## SHORT PROBLEM
Rescale the material from the line containing "Target: reflection on water" through the end, both ends included, and write those lines out again with the requests: multiply every box coordinate in the answers by 1.3 and round to whole numbers, with halves rounding up. Leave the numbers in the requests and their format samples unchanged.

## DATASET

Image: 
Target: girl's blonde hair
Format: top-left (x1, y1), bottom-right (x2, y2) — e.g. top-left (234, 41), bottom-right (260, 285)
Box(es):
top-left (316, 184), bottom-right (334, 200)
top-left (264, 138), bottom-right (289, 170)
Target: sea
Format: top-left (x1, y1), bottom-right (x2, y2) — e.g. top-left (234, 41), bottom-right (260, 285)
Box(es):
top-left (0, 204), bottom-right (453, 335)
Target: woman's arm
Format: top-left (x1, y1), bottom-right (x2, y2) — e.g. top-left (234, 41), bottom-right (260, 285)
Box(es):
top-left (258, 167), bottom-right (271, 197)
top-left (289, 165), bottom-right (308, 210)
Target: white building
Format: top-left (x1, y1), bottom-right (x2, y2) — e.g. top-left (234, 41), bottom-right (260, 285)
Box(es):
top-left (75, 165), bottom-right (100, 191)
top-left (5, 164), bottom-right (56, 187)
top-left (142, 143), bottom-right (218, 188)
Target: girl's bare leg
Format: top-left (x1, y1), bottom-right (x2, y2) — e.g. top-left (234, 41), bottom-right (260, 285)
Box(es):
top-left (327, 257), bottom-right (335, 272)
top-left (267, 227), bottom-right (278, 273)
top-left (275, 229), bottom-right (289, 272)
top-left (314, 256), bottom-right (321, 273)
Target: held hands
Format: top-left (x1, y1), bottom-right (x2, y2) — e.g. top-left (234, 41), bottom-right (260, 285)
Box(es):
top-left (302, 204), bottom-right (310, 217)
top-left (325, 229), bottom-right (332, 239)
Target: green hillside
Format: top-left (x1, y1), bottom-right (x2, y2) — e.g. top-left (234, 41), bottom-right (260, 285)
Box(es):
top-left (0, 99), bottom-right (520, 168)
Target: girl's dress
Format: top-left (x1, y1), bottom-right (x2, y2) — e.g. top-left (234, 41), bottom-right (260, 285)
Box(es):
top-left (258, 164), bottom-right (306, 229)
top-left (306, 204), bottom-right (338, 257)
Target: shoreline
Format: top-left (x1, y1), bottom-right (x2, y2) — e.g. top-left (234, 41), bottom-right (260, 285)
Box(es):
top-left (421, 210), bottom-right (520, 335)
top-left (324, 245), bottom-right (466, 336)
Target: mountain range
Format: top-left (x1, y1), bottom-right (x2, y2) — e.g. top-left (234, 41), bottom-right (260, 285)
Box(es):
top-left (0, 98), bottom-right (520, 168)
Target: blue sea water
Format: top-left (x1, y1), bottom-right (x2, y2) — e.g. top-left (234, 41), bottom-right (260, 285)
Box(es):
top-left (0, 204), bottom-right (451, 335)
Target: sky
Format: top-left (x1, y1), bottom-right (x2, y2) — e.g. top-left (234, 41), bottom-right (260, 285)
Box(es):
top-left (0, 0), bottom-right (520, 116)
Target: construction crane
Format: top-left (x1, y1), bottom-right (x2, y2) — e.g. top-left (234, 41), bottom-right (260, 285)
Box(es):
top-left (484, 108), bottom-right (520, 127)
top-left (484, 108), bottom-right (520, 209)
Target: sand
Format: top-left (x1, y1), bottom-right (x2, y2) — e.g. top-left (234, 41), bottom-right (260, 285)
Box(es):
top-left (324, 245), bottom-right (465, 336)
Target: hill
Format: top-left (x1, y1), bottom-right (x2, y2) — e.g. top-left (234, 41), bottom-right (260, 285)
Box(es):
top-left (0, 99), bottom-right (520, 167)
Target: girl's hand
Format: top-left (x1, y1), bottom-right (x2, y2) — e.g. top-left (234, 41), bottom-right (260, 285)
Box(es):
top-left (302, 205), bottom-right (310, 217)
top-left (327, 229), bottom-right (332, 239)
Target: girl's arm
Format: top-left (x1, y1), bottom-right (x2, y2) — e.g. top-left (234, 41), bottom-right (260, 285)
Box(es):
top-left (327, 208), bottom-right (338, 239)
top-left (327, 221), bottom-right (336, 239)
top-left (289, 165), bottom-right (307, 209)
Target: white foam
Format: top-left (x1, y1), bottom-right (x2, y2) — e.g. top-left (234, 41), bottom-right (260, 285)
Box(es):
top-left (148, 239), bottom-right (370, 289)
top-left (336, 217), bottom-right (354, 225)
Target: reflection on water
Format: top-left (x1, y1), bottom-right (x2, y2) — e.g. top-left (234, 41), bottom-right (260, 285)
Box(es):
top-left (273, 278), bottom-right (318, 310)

## OUTPUT FOR THIS TASK
Target: reflection on water
Format: top-left (x1, y1), bottom-right (x2, y2) — e.g. top-left (234, 41), bottom-right (260, 285)
Box(es):
top-left (355, 361), bottom-right (413, 403)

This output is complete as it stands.